**TASK**
Look through the data below and extract, unchanged, the lines from the one that contains "Keypoint guideline: for each instance of the lion's nose" to the one that contains "Keypoint guideline: for each instance of the lion's open", both included.

Extracted records
◇ ◇ ◇ ◇
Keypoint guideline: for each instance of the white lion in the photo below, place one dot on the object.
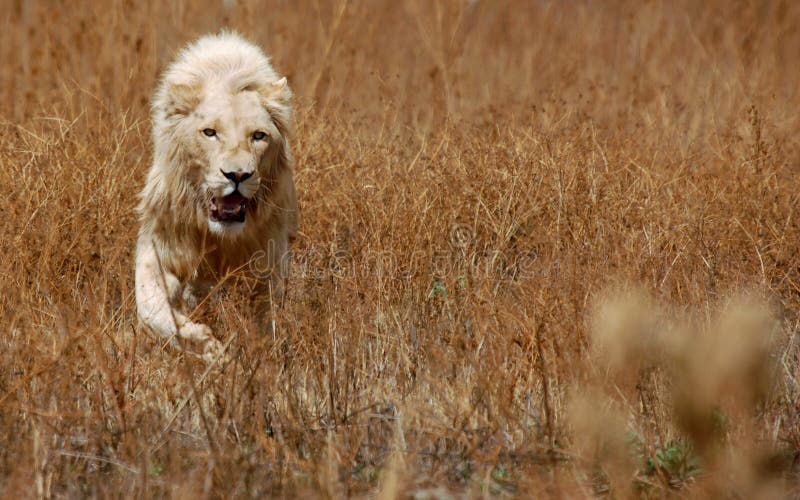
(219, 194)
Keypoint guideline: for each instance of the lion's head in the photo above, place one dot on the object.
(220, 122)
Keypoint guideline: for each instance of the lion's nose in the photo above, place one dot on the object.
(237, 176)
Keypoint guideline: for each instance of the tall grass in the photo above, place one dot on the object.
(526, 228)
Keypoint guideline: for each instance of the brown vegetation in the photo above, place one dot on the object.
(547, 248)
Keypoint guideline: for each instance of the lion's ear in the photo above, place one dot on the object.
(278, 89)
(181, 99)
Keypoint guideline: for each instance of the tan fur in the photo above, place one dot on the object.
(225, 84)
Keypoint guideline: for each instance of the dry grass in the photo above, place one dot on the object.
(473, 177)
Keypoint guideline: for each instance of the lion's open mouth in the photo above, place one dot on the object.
◇ ◇ ◇ ◇
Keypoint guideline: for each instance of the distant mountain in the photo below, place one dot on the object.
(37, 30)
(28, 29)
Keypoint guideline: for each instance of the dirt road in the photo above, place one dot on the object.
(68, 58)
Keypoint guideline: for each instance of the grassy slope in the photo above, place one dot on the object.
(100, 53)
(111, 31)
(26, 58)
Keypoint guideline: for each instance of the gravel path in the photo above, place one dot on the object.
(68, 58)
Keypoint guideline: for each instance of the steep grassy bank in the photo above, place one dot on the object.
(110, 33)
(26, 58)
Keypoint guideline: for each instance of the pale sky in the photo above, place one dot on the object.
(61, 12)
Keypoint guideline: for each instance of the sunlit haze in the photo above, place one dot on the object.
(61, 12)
◇ ◇ ◇ ◇
**EXERCISE RESPONSE**
Keypoint guideline: for each instance of the lion's nose in the photo above, place one dot on the object.
(237, 176)
Keypoint guideline: for each instance of the tall grass in the photo above, place one dot on the object.
(526, 228)
Keypoint guideline: for each instance of the brown vegetation in the photo above, place one dot on the object.
(547, 248)
Keypoint guideline: for each instance of the lion's ear in the photo above, place one dot on the object.
(278, 89)
(181, 99)
Keypoint guideline: for each instance of the tan fur in the photo above, place one dot on the object.
(225, 84)
Keypoint guideline: for each instance of the dry grass in the photo above, place one dot on the object.
(473, 177)
Keypoint guideline: for each instance of the lion's open mouth in the photo above, place one dot on the object.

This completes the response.